- **Selected extract**:
————
2018 Social Justice and Equity in the Engineering of Smart and Connected Communities Workshop Report
2018 Social Justice and Equity in the Engineering of Smart and Connected Communities Workshop Report
PI: Radha Poovendran
Professor and Chair, Dept. of Electrical and Computer Engineering University of Washington, Seattle.
Email: rp3@uw.edu
INTRODUCTION
Communities are expected to provide for the basic needs, economic prosperity, and overall well- being of their citizens while managing the challenges of population growth, aging, and resource scarcity. The Smart and Connected Communities (S&CC) initiative meets these challenges by developing socially responsible technologies that improve efficiency, safety, and sustainability of communities across diverse and heterogeneous populations.
The University of Washington, in partnership with Missouri S&T, Washington University in St. Louis, and Worcester Polytechnic Institute, hosted a workshop on "Social Justice and Equity in the Engineering of Smart and Connected Communities" as part of the NSF-funded SCC-RCN project "MOHERE: Mobility, Health, and Resilience in SCC: Building Capacities and Expanding Impact." The goal of the workshop was to focus on scholarship and strategies around engineering and smart-city technologies that contribute to strengthening the health and resilience of underserved and at-risk communities in cities, particularly those experiencing homelessness. The workshop brought together scholars and practitioners from fields spanning engineering, social sciences, social work, and humanities, as well as representatives from industry, local government, and international partners in Ethiopia, India, and Ireland. The workshop was held from December 10-11, 2018 at the University of Washington (UW) in Seattle, WA.
————
- **Exercise data**:
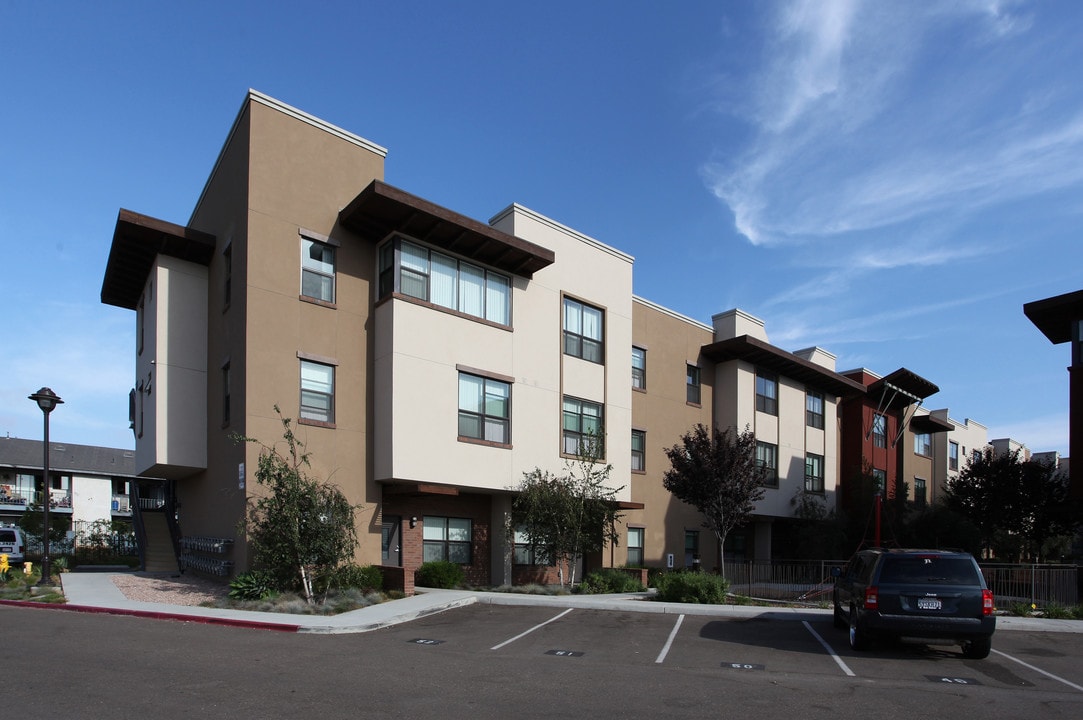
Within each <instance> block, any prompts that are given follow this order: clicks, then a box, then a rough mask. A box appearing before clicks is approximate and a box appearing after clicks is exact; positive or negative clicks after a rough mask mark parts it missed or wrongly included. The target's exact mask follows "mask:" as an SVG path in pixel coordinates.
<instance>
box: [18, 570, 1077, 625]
————
- **What you have to do**:
Answer these questions using the workshop report.
(a) Which department does Radha Poovendran chair?
(b) In which three countries were the international partners who took part?
(c) On what dates was the workshop held?
The lines after the workshop report are separate material.

- **Solved problem**:
(a) The Dept. of Electrical and Computer Engineering at the University of Washington, Seattle
(b) Ethiopia, India, and Ireland
(c) December 10-11, 2018